- _The problem_
Without the images, reproduce every entry exactly.

- _Excerpts from a dataset_
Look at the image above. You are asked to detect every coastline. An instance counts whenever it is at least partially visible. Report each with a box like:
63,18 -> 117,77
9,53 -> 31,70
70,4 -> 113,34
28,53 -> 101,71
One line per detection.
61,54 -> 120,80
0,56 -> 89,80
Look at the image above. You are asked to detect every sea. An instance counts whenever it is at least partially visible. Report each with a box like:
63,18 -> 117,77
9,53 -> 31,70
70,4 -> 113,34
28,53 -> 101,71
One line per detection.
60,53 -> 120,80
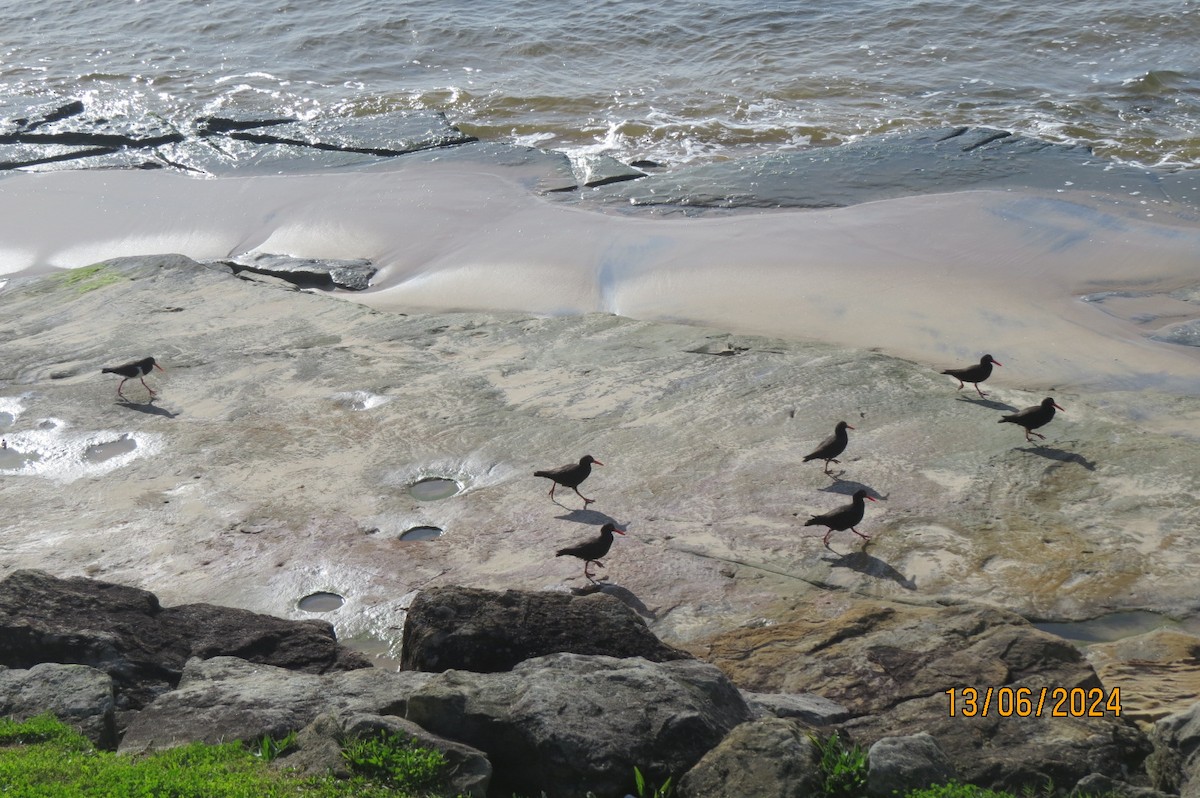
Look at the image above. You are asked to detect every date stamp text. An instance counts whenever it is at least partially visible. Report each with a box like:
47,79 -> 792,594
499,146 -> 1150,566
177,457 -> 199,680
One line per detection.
945,687 -> 1122,718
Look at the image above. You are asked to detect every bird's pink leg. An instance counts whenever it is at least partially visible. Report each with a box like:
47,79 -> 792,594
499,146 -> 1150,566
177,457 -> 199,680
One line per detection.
974,383 -> 987,398
548,484 -> 557,500
116,379 -> 128,399
1026,429 -> 1045,442
851,527 -> 871,541
956,379 -> 965,390
140,377 -> 158,397
822,529 -> 834,546
573,487 -> 595,506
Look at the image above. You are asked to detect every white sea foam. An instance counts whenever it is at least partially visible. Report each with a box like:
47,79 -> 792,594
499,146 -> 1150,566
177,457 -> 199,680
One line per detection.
0,419 -> 162,482
331,390 -> 390,411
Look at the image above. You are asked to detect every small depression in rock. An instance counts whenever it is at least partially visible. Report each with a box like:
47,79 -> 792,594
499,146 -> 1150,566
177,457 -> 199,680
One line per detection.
408,478 -> 461,501
85,435 -> 138,463
1035,610 -> 1200,644
0,412 -> 13,428
298,592 -> 345,612
400,525 -> 444,541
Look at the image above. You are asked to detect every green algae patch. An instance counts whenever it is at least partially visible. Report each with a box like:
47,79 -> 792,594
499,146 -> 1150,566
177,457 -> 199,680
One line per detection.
54,263 -> 124,294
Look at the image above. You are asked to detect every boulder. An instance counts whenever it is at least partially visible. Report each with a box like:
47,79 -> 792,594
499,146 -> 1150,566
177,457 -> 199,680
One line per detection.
676,717 -> 823,798
281,712 -> 491,798
0,570 -> 371,710
1072,773 -> 1172,798
118,655 -> 433,753
742,690 -> 852,725
694,600 -> 1151,792
404,652 -> 752,798
1147,701 -> 1200,797
399,586 -> 692,673
866,732 -> 957,798
0,662 -> 116,748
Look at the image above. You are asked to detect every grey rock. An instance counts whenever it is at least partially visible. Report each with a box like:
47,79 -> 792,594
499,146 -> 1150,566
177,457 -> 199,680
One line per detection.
867,732 -> 957,798
344,713 -> 490,798
743,690 -> 852,725
282,711 -> 491,798
118,655 -> 433,753
0,662 -> 117,748
677,717 -> 823,798
0,570 -> 372,711
1072,772 -> 1172,798
400,586 -> 692,673
1148,700 -> 1200,797
405,652 -> 752,798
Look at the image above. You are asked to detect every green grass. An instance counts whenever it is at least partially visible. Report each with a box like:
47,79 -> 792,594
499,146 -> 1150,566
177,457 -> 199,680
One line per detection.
0,715 -> 463,798
52,263 -> 124,294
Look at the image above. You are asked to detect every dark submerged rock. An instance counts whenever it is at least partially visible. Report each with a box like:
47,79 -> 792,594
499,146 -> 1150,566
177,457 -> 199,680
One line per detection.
590,126 -> 1170,211
399,586 -> 693,673
0,570 -> 371,711
219,252 -> 376,291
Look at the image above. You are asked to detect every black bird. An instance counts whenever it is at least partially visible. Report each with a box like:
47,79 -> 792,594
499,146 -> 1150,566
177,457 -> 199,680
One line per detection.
942,354 -> 1002,397
535,454 -> 602,506
803,421 -> 853,475
556,522 -> 626,581
999,397 -> 1064,442
804,489 -> 878,546
102,357 -> 165,399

- _Solution to the exercise_
Look at the image above. You are asked to detect every coastline. An instance counts whenever it is at least partially visible. Report each with a box like:
63,18 -> 117,77
9,53 -> 31,70
70,4 -> 113,34
28,53 -> 101,71
One line per detection.
61,54 -> 120,80
0,56 -> 89,80
Look at the image above. You are asked to detect every sea. An instance counts whenever it is at least partially visible. Report each with a box like:
63,18 -> 117,77
9,53 -> 31,70
70,4 -> 113,34
28,53 -> 101,71
One line per detection.
60,53 -> 120,80
Look at the image above. You are asked to detect every date stamp text. An instance counts whenever it is at least partially visible. Report each with a box like:
47,79 -> 792,594
499,146 -> 1150,566
177,457 -> 199,680
One line per detection.
945,687 -> 1122,718
Look at the image above. You are asked to detect every bird's pink leg. An instance counts whenever it is at least partially visible. Report each with a box like:
47,79 -> 792,594
499,146 -> 1150,566
177,457 -> 199,680
One line per detection.
974,383 -> 987,398
548,484 -> 557,500
116,379 -> 128,399
1026,429 -> 1045,442
851,527 -> 871,541
956,379 -> 965,390
140,377 -> 158,397
822,529 -> 834,546
573,487 -> 595,506
Look at the image above. You are asked to detect every white sea foam. An instance counts whenever it is at least partially visible. Report each with a box like:
47,79 -> 792,594
499,146 -> 1150,566
177,457 -> 199,680
One line per detection.
0,419 -> 162,482
331,390 -> 390,411
Look at the image above. You are asked to detect every small depression in rock. An instance counts whenever it is at least partially visible. Report each with a box like:
47,79 -> 792,594
499,146 -> 1150,566
177,457 -> 199,680
One line per detection.
408,478 -> 461,501
85,435 -> 138,463
1035,610 -> 1200,644
0,412 -> 13,428
298,592 -> 345,612
400,525 -> 444,541
Look at the image above. You are asked to detect every green algae patch. An instance counts whenever it is at least partially visible. Report each with a box like:
47,79 -> 792,594
499,146 -> 1150,566
177,457 -> 199,680
One line per detection.
54,263 -> 124,294
Look at the image above. You are asked to detect every boulder. An instance counts whenever it is at least partially visible. Report each with a box like:
47,79 -> 792,594
499,146 -> 1150,566
177,457 -> 199,680
One line per detection.
676,717 -> 823,798
281,712 -> 491,798
0,570 -> 371,710
1072,773 -> 1172,798
118,655 -> 433,753
742,690 -> 852,725
694,600 -> 1151,792
404,652 -> 752,798
1147,701 -> 1200,797
399,586 -> 692,673
866,732 -> 957,798
0,662 -> 116,748
Look at the image above. You are asked to detect every grey rock. An instance counts whenever it is at least partially visible. Report each with a box like:
47,79 -> 792,594
499,146 -> 1150,566
177,457 -> 199,680
One line per detection.
867,732 -> 957,798
344,713 -> 490,798
743,690 -> 852,725
282,711 -> 491,798
118,655 -> 433,753
0,662 -> 117,748
677,717 -> 823,798
0,570 -> 372,711
1072,772 -> 1172,798
400,586 -> 692,673
1148,700 -> 1200,797
405,652 -> 752,798
Look at the image above. You are asked to detect every green grass. An instance counts whenever it is at least partially visible. Report each with a box like:
47,79 -> 792,594
499,146 -> 1150,566
177,457 -> 199,680
One line per detection.
0,715 -> 463,798
52,263 -> 124,294
Look at the image above. You are asked to detect every dark submerged rock. An instance counts whenever it is at least partially visible. Report each with a box like:
47,79 -> 792,594
499,146 -> 1150,566
177,457 -> 199,680
One line per detection.
590,126 -> 1170,211
399,586 -> 693,673
0,570 -> 371,711
219,252 -> 376,291
Look at the image above. You are asked to detect every black bird. An instance counts whenever it is at least partially visible. Report each with a box like:
47,79 -> 792,594
499,146 -> 1150,566
177,457 -> 199,680
One line per detection.
942,354 -> 1002,397
535,454 -> 602,506
803,421 -> 853,475
556,522 -> 626,581
999,397 -> 1064,442
804,489 -> 878,546
102,357 -> 165,399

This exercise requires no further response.